Recorded data
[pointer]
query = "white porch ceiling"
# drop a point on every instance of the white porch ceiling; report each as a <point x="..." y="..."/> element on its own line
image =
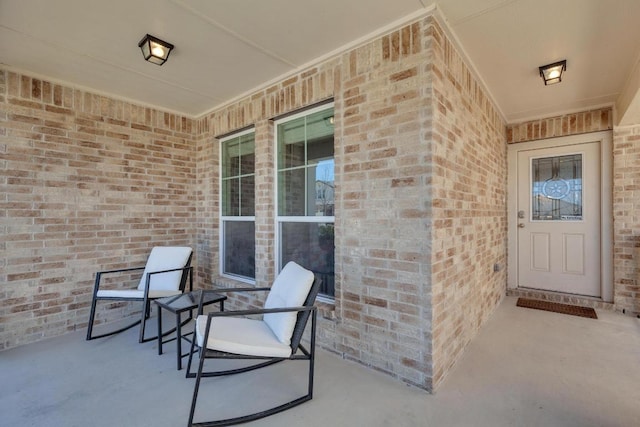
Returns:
<point x="227" y="48"/>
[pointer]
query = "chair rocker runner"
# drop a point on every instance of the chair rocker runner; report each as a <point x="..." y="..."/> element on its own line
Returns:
<point x="275" y="338"/>
<point x="165" y="274"/>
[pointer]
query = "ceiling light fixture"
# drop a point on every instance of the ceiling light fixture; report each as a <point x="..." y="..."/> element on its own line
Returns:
<point x="155" y="50"/>
<point x="552" y="73"/>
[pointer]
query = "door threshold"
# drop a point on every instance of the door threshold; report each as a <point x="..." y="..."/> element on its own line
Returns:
<point x="581" y="300"/>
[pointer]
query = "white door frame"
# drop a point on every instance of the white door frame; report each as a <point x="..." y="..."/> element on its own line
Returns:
<point x="606" y="208"/>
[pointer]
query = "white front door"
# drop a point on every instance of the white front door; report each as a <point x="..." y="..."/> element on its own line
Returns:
<point x="556" y="216"/>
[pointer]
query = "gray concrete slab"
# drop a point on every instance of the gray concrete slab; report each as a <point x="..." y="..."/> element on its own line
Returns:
<point x="525" y="368"/>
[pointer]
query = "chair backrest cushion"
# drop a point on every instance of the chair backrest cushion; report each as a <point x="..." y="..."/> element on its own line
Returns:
<point x="290" y="289"/>
<point x="165" y="258"/>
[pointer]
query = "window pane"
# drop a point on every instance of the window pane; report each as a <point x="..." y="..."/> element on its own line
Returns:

Work to be completed
An unchanged copy of the listing, with no pictures, should be returned.

Solution below
[pointer]
query = "white porch ceiling"
# drop a point on every instance of the white porch ceiling; report each as a <point x="..." y="..."/> element on its own line
image =
Returns:
<point x="227" y="48"/>
[pointer]
query = "chair rocker runner"
# drop a point on every instance of the chair rocker runner; report each as a <point x="..." y="..."/> element on its own line
Returns:
<point x="275" y="338"/>
<point x="165" y="274"/>
[pointer]
query = "ceiling light fixture"
# drop a point on every instance of the ceiling light fixture; report each as a <point x="..." y="..."/> element on its own line
Returns:
<point x="155" y="50"/>
<point x="552" y="73"/>
[pointer]
query = "door threshold"
# drop a point on every instance of the door threshold; report each as a <point x="..." y="..."/> element on its own line
Returns:
<point x="581" y="300"/>
[pointer]
query = "white door frame"
# drop a point on every instance of the white door frame; report each as a <point x="..." y="..."/> element on its own line
Returns:
<point x="606" y="208"/>
[pointer]
query = "white front door"
# drop a point on every instance of the white front door; report each as a <point x="..." y="..."/> element on its own line
Returns:
<point x="556" y="216"/>
[pointer]
query = "gray concrete slab"
# drop a point on every instance of the gray concrete slab; report each as a <point x="..." y="..."/> element on its own line
Returns:
<point x="525" y="368"/>
[pointer]
query = "chair backrest cushion"
# drop a point on every instance of the chair backrest cushion; report each as a <point x="..." y="..."/> element on its own line
Returns:
<point x="290" y="289"/>
<point x="165" y="258"/>
[pointer]
query = "window pane"
# drop a point on every instance of the window pane; report each as a <point x="..." y="..."/> element on its own line
Returns:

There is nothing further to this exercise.